• [Problem description] Reproduce every record exactly.

• [Exercise inputs]
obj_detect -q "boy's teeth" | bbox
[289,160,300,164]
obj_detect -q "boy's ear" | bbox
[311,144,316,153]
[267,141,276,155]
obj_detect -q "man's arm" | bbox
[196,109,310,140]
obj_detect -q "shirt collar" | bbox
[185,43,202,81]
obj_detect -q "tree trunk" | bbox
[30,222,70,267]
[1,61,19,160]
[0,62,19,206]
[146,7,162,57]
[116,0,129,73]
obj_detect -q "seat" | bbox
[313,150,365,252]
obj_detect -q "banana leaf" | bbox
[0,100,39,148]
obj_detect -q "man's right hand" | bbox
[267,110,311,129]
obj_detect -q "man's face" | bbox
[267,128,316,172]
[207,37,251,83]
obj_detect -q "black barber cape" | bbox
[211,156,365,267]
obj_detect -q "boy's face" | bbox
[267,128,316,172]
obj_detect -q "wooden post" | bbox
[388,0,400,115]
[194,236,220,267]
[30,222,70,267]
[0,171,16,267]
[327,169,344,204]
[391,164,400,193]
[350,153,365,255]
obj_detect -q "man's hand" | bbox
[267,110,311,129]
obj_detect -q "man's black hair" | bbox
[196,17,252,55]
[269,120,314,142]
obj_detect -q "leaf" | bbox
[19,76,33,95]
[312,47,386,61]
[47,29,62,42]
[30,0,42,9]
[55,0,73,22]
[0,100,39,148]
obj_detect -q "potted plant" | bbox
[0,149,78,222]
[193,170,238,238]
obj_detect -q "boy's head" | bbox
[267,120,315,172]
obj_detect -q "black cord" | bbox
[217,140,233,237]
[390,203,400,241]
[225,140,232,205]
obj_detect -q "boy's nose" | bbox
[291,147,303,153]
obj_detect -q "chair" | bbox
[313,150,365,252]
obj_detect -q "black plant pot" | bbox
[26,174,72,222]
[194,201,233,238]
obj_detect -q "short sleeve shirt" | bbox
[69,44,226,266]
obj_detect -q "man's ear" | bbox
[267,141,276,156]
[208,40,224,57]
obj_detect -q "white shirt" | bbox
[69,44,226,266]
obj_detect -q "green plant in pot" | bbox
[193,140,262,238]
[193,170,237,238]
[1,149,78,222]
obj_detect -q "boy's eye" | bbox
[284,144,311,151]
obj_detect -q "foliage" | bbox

• [Solution for this exercise]
obj_detect -q "boy's teeth" | bbox
[289,160,300,164]
obj_detect -q "boy's ear" | bbox
[311,144,316,153]
[267,141,276,155]
obj_detect -q "man's arm" | bbox
[196,109,310,140]
obj_detect -q "shirt collar" | bbox
[185,43,202,81]
obj_detect -q "tree trunk" | bbox
[30,222,70,267]
[1,61,19,160]
[0,62,19,206]
[146,7,162,57]
[116,0,129,73]
obj_detect -q "seat" | bbox
[313,150,365,252]
obj_detect -q "banana leaf" | bbox
[0,100,39,148]
obj_detect -q "man's right hand" | bbox
[267,110,311,129]
obj_detect -q "man's face" | bbox
[267,128,316,172]
[207,37,251,83]
obj_detect -q "black barber cape" | bbox
[211,156,365,267]
obj_detect -q "boy's face" | bbox
[267,128,316,172]
obj_detect -q "wooden post" | bbox
[388,0,400,115]
[194,236,220,267]
[30,222,70,267]
[0,171,16,267]
[327,169,344,204]
[391,164,400,193]
[350,153,365,255]
obj_detect -q "man's hand" | bbox
[267,110,311,129]
obj_detect -q "man's black hair" | bbox
[196,17,252,55]
[269,120,314,142]
obj_detect -q "leaf" | bbox
[19,76,33,95]
[312,47,386,61]
[47,29,62,42]
[30,0,42,9]
[55,0,73,22]
[0,100,39,148]
obj_detect -q "potted plant" | bbox
[0,149,78,222]
[193,170,238,238]
obj_detect -q "boy's head" | bbox
[267,120,315,172]
obj_detect -q "black cord" | bbox
[217,140,233,237]
[390,203,400,241]
[225,140,232,205]
obj_detect -q "boy's nose" | bbox
[291,147,303,153]
obj_detect -q "chair" | bbox
[313,150,365,252]
obj_detect -q "black plant pot" | bbox
[26,174,72,222]
[194,201,233,238]
obj_detect -q "short sleeve shirt" | bbox
[69,44,226,266]
obj_detect -q "man's ear" | bbox
[267,141,276,156]
[208,40,224,57]
obj_detect -q "white shirt" | bbox
[69,44,226,266]
obj_detect -q "green plant in pot" | bbox
[193,140,262,238]
[193,170,237,238]
[1,149,78,222]
obj_detect -q "boy's eye" | bbox
[284,144,311,151]
obj_detect -q "foliage" | bbox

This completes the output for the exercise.